■ Directions for this task: Continue the passage on large print below from the point where it stops, ignoring the listing that follows it.

■ Text passage:
====
The font size for large print is typically at least 18 points in size, equivalent to 24px for a web CSS font size. Different sizes are made to suit different visual needs, with a common rule of thumb to be at least twice the minimum acuity size.

==Publishing standards==

The American National Association for Visually Handicapped (NAVH) provides the NAVH Seal of Approval to commercial publishers in the US, for books
that meet their large print standards. (Lighthouse International acquired NAVH in 2010.)

The standards call for:

- Maximum limits on size, thickness, and weight
- Minimum limits on margins
- Type size at least 14 point, preferably 18 point
- Sans serif or modified serif font recommended
- Adequate letter and word spacing
- Flexible binding recommended to allow open book to lie flat

===Additional guidelines===

The American Printing House for the Blind defines font sizes as:

- 12 pt = regular print
- 14–16 pt = "enlarged" print (not considered large print)
====
■ Information shown:
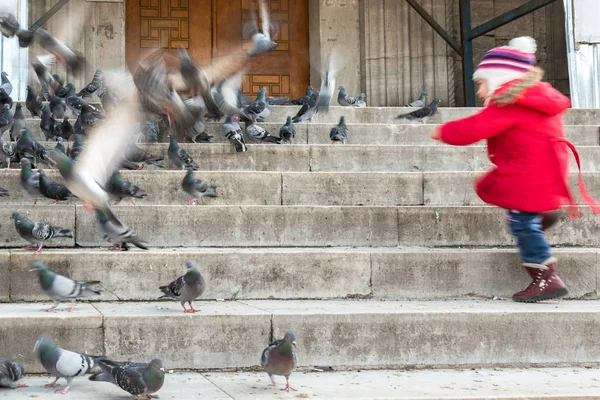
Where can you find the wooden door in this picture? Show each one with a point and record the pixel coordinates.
(213, 28)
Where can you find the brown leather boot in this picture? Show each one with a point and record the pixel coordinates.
(546, 284)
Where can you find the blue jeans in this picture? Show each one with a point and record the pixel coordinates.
(526, 227)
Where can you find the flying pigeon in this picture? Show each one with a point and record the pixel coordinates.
(421, 113)
(61, 288)
(30, 180)
(186, 288)
(196, 187)
(53, 190)
(231, 130)
(259, 134)
(116, 235)
(179, 156)
(262, 40)
(63, 363)
(288, 131)
(420, 102)
(33, 103)
(308, 110)
(10, 372)
(138, 379)
(37, 233)
(339, 133)
(344, 99)
(120, 188)
(279, 358)
(19, 123)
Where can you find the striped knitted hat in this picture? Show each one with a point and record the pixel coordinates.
(504, 64)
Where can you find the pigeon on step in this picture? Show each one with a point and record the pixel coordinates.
(288, 131)
(279, 358)
(61, 288)
(421, 113)
(37, 233)
(62, 363)
(10, 373)
(138, 379)
(186, 288)
(196, 187)
(339, 133)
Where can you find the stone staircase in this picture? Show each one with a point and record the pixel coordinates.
(377, 254)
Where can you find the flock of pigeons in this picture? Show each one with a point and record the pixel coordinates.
(105, 141)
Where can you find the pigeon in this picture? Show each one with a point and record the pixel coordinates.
(186, 288)
(61, 288)
(56, 191)
(259, 134)
(300, 101)
(231, 130)
(19, 123)
(33, 103)
(258, 110)
(93, 86)
(115, 235)
(63, 363)
(262, 40)
(361, 102)
(196, 187)
(308, 110)
(288, 131)
(7, 151)
(10, 372)
(339, 133)
(30, 180)
(138, 379)
(279, 358)
(421, 113)
(344, 99)
(120, 188)
(179, 156)
(37, 233)
(420, 102)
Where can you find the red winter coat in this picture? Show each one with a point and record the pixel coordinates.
(527, 145)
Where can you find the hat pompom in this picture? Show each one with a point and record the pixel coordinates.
(525, 44)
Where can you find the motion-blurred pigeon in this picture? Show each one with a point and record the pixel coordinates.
(186, 288)
(61, 288)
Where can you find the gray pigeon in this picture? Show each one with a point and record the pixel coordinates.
(279, 358)
(186, 288)
(344, 99)
(420, 102)
(60, 288)
(231, 130)
(288, 131)
(10, 372)
(196, 187)
(339, 133)
(37, 233)
(259, 134)
(138, 379)
(62, 363)
(308, 110)
(116, 235)
(179, 156)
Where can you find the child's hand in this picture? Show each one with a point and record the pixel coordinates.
(437, 134)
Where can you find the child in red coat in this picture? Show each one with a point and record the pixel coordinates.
(522, 123)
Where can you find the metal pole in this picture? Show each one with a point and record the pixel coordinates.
(465, 23)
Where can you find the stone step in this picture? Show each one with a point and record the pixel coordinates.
(299, 226)
(370, 134)
(315, 273)
(574, 383)
(347, 158)
(338, 333)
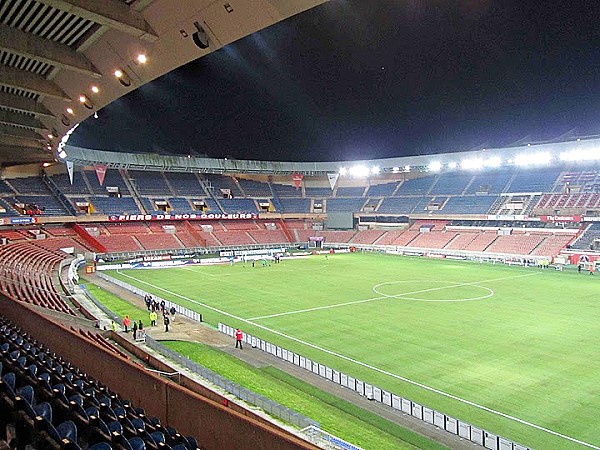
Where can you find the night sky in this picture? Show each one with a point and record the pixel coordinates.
(360, 79)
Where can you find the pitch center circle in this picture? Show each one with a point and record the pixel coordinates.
(413, 294)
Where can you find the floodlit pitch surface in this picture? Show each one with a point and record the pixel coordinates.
(510, 349)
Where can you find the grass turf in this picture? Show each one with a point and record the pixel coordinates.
(337, 416)
(518, 341)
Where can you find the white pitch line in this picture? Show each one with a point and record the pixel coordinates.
(377, 369)
(383, 297)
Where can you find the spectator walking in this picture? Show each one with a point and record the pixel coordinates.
(239, 335)
(126, 323)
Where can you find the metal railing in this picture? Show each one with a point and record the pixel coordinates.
(269, 406)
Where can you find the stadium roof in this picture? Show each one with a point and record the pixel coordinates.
(59, 58)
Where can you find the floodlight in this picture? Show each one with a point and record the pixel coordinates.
(580, 155)
(435, 166)
(494, 161)
(533, 159)
(471, 164)
(359, 171)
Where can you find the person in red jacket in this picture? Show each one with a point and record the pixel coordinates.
====
■ Reply:
- 18 pt and larger = large print
- 18 pt and larger with other formatting changes = enhanced print

In addition to enlarging type size, page layout and font characteristics can have a positive effect on readability. Fonts designed for legibility make it easier to distinguish one character from another. Some key characteristics of such fonts are:

- The upper case "I" and Roman numeral "I", the numeral "1", and the lower case "l" should all look different from one another.
- The font should be wide-bodied with space between each letter.
- Letters which have a "bubble" inside them (known as a counter, such as o, d, g, e), should have ample space inside the counter.
- Punctuation should be rounded, large, and very visible.
- Font strokes should be solid and without gaps.

Examples of more-easily read fonts are Antique Olive, Tahoma, Tiresias, and Verdana.

==Ratios==

Companies offering the large-print formatting use diverse formats (also called ratios) to support the larger font size. Among these ratios, we find:
- Ratio 1:1, the content is enlarged on a single (1) portrait page and the common typological size is 18 points.
- Ratio 1:2, the content is enlarged on two (2) landscape page and the common typological size is 18 points.
- Custom ratios, the content is enlarged on multiple landscape pages and the common typological size is 28 points.

==History==

Among the first large print book publishers, the Clear Type Publishing Company published a collection of books in 36 point type, c. 1910. The Ohio-based company specialized in large print, publishing books in 36pt and 24pt.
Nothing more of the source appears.